REQUIREMENT ▸ Restate the whole listing exactly, leaving nothing out.

DATA FOR REVIEW ▸
☆ ☆ ☆ ☆
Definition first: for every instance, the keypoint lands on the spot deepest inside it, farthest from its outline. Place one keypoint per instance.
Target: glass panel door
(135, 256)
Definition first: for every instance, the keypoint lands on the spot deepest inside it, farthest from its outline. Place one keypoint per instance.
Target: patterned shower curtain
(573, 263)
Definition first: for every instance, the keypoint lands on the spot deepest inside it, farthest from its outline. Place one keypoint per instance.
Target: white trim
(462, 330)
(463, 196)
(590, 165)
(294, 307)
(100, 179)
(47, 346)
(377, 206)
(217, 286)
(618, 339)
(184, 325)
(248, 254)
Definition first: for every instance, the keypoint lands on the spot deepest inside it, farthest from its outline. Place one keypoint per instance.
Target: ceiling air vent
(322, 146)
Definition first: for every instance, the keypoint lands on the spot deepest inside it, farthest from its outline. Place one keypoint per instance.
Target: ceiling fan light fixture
☆ ☆ ☆ ☆
TASK ANSWER ▸
Definition first: for every instance, the keypoint lands on the spot deepest inside it, farthest from its outline. Place one keypoint per instance.
Target: glass panel door
(135, 256)
Definition first: for every instance, the keypoint lands on the spot deepest inside it, farthest from its outline. Place one keypoint per instance.
Target: patterned shower curtain
(573, 263)
Definition first: for every instance, the keypoint lands on the spot deepest inside it, farthest from its outline. Place one keypoint per instance.
Target: white trim
(462, 330)
(463, 196)
(590, 165)
(294, 307)
(100, 179)
(47, 346)
(377, 206)
(217, 286)
(618, 339)
(184, 325)
(248, 254)
Definition first: for every instance, the keypoint lands on the spot deepest inside it, farthest from its outline. Place one keypoint per instance.
Target: ceiling air vent
(322, 146)
Definition first: for every instance, the keypoint lands on the spot deepest inside it, farthest from its outline. Place one keypoint per instance.
Target: ceiling fan light fixture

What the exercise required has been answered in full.